*** Opening of DATASET RECORDS ***

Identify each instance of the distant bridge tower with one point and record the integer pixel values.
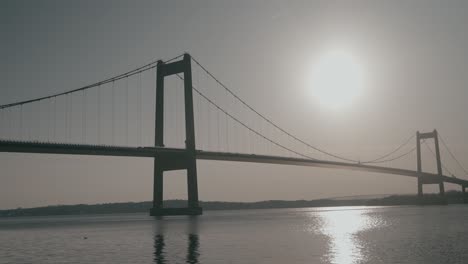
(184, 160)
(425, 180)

*** Close of DATASET RECORDS ***
*** Opening of DATASET RECORDS ***

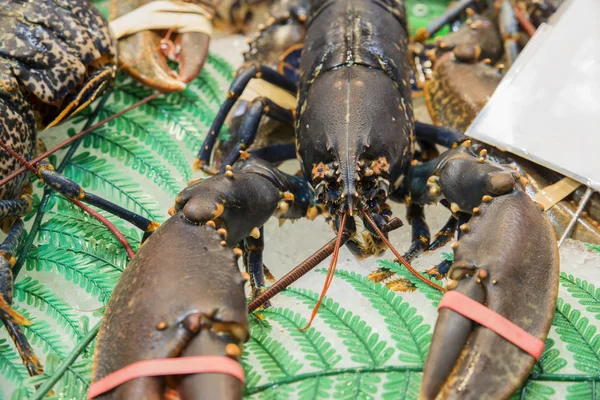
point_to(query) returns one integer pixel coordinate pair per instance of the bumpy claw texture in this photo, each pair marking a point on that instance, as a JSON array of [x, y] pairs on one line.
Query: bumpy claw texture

*** Close of DATASET RECORDS ***

(THE TASK)
Copy all lines from the material that contain "bumpy".

(YOUR RESPONSE)
point_to(query) returns one integer pixel coordinate pair per instance of the bumpy claw texture in this photo, each pair marking a point on that instance, as a JSON array of [x, y] pairs on one line.
Query: bumpy claw texture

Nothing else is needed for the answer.